De kopgroep van waaruit Hoolwerf uiteindelijk zijn zege pakte werd geïnitieerd door belofterijder Bram Kras. De aanvaller pur sang mocht vanwege de doorstroommarathon opstomen uit de beloftedivisie. In de kopgroep was met Jelle Koeleman nog een belofterijder vertegenwoordigd. Beide mannen moesten in de slotfase hun meerdere erkennen in de ervaren mannen. Koeleman eindigde als negende, Kras als elfde.
Hoolwerf was zeer te spreken over het rijden van de beloften, al was het maar omdat het peloton met bijna zestig man aan de start een stuk groter was dan normaal dit seizoen. “Zo is het veel leuker”, zei hij. “In een groot peloton rij is het een ander soort wedstrijd dan normaal. Als je in een klein peloton afstuurt in de bocht, lig je er zo af als je niet oplet. Nu zijn er meer mannen die willen rijden en de koers breekt meer open. Je kunt veel minder naar elkaar kijken.”
Toch duurde het in Enschede even voordat de wedstrijd echt in een plooi kwam te liggen. Pas na negentig ronden wist de kopgroep een gat te slaan. De pure sprinters lieten daarbij verstek gaan. Mannen als Jorian ten Cate, Harm Visser en Nederlands kampioen Christian Haasjes zaten er niet bij. “Iedereen keek toch al een beetje naar de sprint, op 35 ronden van het eind”, aldus Hoolwerf. “Dan is het ineens dit groepje dat de ruimte krijgt. Roy (Boeve, red.) wilde het in eerste instantie ook op een gat houden, maar ik vond dat ze wel konden stoppen met rijden. Ik durfde het wel aan.”
- - - - -
> Opdrachten
• 1. Geef het volledige wedstrijdverslag letterlijk weer.
• 2. Tel in hoeveel regels van de rijen het woord "shop" voorkomt en noem alleen dat aantal.
De rijen hebben niets met het wedstrijdverslag te maken.

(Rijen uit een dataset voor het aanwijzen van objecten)
- - - - -
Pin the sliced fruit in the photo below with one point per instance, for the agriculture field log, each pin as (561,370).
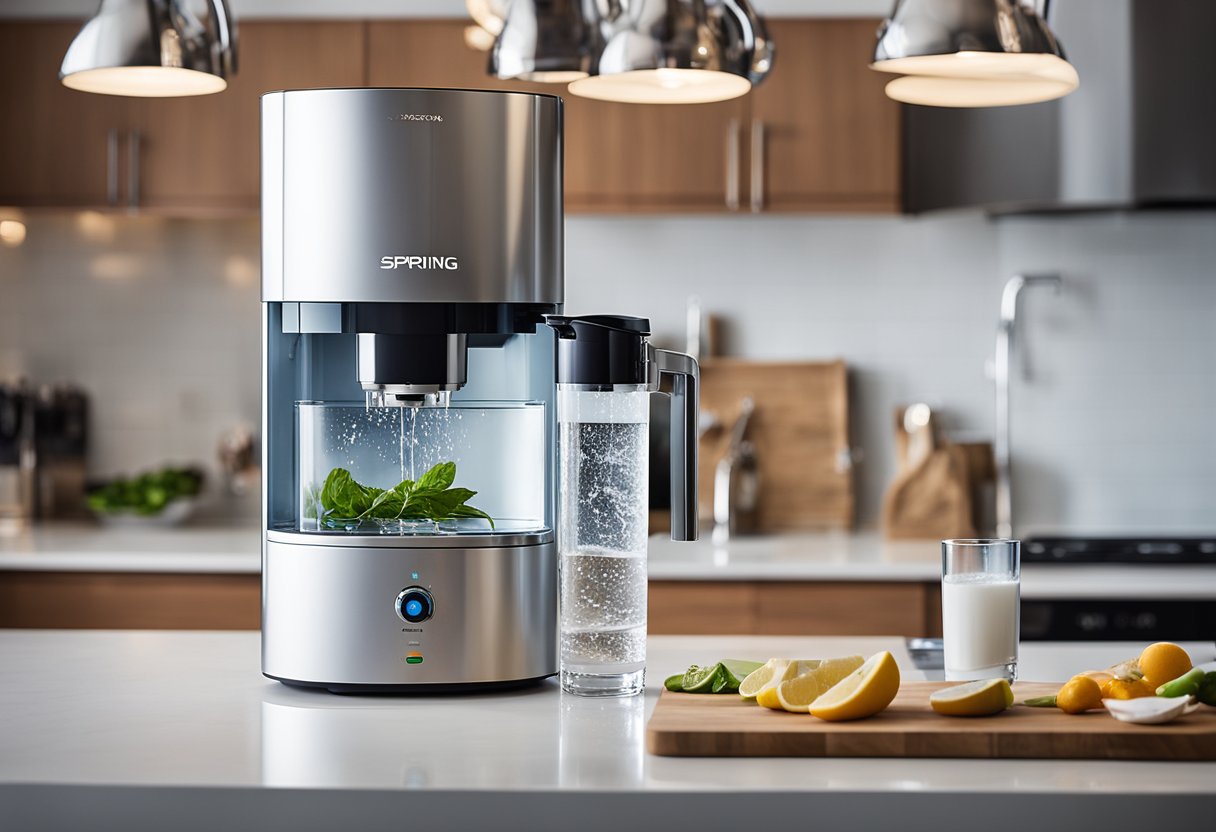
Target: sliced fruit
(797,695)
(1126,670)
(737,670)
(763,678)
(1163,662)
(699,680)
(769,698)
(979,698)
(1120,689)
(863,692)
(1080,693)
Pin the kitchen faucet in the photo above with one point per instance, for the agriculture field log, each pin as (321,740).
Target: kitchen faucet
(1005,343)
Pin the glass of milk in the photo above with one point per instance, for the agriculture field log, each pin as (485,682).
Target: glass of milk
(980,608)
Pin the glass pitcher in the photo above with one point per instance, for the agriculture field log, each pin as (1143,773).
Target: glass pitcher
(606,374)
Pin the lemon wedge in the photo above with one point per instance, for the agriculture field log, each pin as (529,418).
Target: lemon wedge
(863,692)
(772,673)
(797,695)
(978,698)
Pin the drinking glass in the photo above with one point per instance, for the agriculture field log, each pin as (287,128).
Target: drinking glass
(980,608)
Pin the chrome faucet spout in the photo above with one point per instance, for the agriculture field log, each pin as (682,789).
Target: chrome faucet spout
(1005,343)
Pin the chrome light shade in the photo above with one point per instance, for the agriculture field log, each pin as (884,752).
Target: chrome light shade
(676,51)
(542,40)
(152,49)
(972,54)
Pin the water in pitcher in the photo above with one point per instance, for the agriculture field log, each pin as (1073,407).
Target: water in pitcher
(602,544)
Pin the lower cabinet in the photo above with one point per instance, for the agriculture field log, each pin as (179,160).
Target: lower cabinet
(794,608)
(129,601)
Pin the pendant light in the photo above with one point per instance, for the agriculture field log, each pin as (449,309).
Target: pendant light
(152,49)
(488,16)
(676,51)
(972,54)
(542,40)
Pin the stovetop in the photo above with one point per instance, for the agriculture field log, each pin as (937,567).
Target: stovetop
(1119,550)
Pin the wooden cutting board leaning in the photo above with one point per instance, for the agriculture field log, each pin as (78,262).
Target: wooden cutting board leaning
(708,725)
(800,434)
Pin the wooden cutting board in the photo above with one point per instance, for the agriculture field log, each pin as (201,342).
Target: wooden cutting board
(800,432)
(705,725)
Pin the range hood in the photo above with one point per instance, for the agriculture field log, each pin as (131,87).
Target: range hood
(1138,133)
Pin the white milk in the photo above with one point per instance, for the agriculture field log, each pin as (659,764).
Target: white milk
(979,625)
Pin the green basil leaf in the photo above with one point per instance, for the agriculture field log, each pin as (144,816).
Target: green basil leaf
(439,477)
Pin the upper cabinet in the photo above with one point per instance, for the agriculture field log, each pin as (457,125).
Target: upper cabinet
(57,146)
(823,135)
(193,155)
(204,152)
(818,135)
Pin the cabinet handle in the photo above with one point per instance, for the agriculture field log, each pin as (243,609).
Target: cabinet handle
(732,164)
(112,167)
(758,166)
(133,169)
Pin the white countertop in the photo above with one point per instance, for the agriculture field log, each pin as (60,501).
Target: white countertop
(90,547)
(105,721)
(867,556)
(806,556)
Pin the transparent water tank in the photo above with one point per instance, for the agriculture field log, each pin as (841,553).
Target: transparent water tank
(497,450)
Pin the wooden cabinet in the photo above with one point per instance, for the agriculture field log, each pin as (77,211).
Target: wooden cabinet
(203,152)
(197,155)
(818,135)
(57,146)
(793,608)
(823,135)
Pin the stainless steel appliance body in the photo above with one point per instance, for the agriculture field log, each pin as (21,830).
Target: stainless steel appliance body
(411,245)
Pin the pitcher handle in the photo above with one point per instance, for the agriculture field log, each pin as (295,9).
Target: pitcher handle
(685,412)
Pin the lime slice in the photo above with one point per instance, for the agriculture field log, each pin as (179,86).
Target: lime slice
(701,680)
(737,670)
(978,698)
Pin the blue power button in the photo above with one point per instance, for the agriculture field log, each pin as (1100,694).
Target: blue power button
(415,605)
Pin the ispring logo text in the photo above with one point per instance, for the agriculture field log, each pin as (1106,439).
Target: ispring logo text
(418,262)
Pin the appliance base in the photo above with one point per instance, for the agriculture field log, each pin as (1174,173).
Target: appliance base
(397,616)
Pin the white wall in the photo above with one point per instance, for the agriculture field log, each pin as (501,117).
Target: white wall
(159,320)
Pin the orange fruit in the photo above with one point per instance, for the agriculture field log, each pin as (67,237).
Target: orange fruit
(1164,662)
(1080,693)
(1120,689)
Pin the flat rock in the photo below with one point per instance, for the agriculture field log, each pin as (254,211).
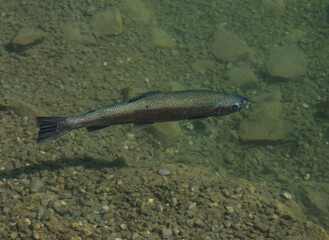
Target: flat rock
(138,12)
(242,76)
(200,66)
(161,39)
(262,130)
(227,47)
(167,133)
(106,23)
(79,33)
(287,62)
(28,36)
(265,110)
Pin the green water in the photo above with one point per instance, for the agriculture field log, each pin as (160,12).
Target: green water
(71,66)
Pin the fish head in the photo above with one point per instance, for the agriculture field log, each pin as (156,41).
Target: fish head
(230,103)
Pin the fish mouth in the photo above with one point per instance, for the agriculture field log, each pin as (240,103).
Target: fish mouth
(245,102)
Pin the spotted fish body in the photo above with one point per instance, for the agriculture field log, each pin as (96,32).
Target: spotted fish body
(146,109)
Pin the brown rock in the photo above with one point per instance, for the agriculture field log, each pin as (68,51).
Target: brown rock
(108,22)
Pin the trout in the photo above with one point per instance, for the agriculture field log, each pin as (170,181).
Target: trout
(144,110)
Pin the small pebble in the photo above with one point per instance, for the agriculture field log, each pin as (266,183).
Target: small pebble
(164,171)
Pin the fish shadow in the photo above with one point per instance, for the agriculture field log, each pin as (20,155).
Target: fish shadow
(62,163)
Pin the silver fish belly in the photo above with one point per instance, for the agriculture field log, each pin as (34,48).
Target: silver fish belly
(146,109)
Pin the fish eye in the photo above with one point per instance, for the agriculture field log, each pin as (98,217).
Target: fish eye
(235,107)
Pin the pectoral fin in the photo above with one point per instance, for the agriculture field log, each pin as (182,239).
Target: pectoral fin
(139,126)
(95,128)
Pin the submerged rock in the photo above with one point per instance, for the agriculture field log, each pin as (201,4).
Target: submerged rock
(108,22)
(287,62)
(28,36)
(161,39)
(167,133)
(227,47)
(242,76)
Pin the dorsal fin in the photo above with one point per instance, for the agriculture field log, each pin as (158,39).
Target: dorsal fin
(142,95)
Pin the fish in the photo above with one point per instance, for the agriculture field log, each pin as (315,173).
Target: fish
(145,109)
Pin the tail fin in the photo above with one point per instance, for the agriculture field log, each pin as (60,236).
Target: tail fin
(52,128)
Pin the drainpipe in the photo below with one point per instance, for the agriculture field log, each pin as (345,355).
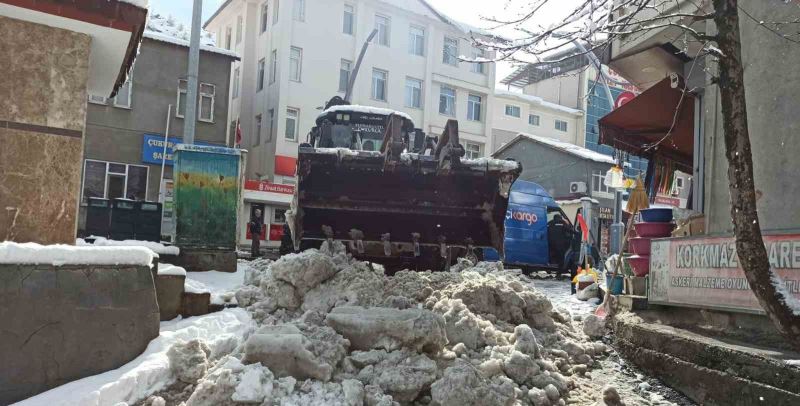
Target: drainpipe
(191,76)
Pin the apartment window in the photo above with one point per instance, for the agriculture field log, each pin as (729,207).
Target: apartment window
(344,74)
(512,111)
(111,180)
(260,79)
(474,103)
(279,215)
(447,101)
(181,105)
(299,10)
(473,151)
(123,97)
(599,188)
(273,65)
(236,83)
(450,52)
(97,99)
(238,29)
(295,63)
(479,67)
(383,25)
(264,17)
(206,110)
(292,119)
(379,84)
(416,40)
(258,130)
(270,124)
(348,19)
(413,93)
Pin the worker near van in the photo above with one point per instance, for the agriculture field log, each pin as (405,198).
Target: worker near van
(558,239)
(255,234)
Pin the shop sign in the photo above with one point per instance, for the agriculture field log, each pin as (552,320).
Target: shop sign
(264,186)
(705,272)
(153,148)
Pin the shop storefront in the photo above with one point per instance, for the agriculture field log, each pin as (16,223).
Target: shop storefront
(273,201)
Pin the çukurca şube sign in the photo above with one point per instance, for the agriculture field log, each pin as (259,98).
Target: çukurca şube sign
(705,272)
(153,148)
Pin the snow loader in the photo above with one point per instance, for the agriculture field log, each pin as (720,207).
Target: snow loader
(392,194)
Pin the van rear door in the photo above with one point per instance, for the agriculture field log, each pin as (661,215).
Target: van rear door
(526,230)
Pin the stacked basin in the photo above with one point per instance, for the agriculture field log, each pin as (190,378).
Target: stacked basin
(656,223)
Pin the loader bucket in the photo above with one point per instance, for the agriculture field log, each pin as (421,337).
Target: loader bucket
(390,206)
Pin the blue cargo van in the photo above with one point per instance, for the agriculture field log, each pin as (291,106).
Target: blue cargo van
(528,242)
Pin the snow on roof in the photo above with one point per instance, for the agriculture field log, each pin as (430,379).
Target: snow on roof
(536,100)
(562,146)
(58,255)
(363,109)
(177,41)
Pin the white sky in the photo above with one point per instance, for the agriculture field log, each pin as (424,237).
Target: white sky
(468,11)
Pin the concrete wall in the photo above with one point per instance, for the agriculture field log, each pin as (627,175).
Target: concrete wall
(772,85)
(155,77)
(553,169)
(65,323)
(42,114)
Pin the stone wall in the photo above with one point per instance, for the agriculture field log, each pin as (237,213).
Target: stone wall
(64,323)
(42,117)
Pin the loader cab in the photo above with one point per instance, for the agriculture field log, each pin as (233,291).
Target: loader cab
(537,232)
(358,128)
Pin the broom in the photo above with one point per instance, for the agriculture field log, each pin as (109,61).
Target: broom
(636,202)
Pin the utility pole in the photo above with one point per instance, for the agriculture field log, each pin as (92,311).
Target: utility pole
(191,75)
- - - - -
> Antwoorden
• 1.
De kopgroep van waaruit Hoolwerf uiteindelijk zijn zege pakte werd geïnitieerd door belofterijder Bram Kras. De aanvaller pur sang mocht vanwege de doorstroommarathon opstomen uit de beloftedivisie. In de kopgroep was met Jelle Koeleman nog een belofterijder vertegenwoordigd. Beide mannen moesten in de slotfase hun meerdere erkennen in de ervaren mannen. Koeleman eindigde als negende, Kras als elfde.
Hoolwerf was zeer te spreken over het rijden van de beloften, al was het maar omdat het peloton met bijna zestig man aan de start een stuk groter was dan normaal dit seizoen. “Zo is het veel leuker”, zei hij. “In een groot peloton rij is het een ander soort wedstrijd dan normaal. Als je in een klein peloton afstuurt in de bocht, lig je er zo af als je niet oplet. Nu zijn er meer mannen die willen rijden en de koers breekt meer open. Je kunt veel minder naar elkaar kijken.”
Toch duurde het in Enschede even voordat de wedstrijd echt in een plooi kwam te liggen. Pas na negentig ronden wist de kopgroep een gat te slaan. De pure sprinters lieten daarbij verstek gaan. Mannen als Jorian ten Cate, Harm Visser en Nederlands kampioen Christian Haasjes zaten er niet bij. “Iedereen keek toch al een beetje naar de sprint, op 35 ronden van het eind”, aldus Hoolwerf. “Dan is het ineens dit groepje dat de ruimte krijgt. Roy (Boeve, red.) wilde het in eerste instantie ook op een gat houden, maar ik vond dat ze wel konden stoppen met rijden. Ik durfde het wel aan.”

• 2. 4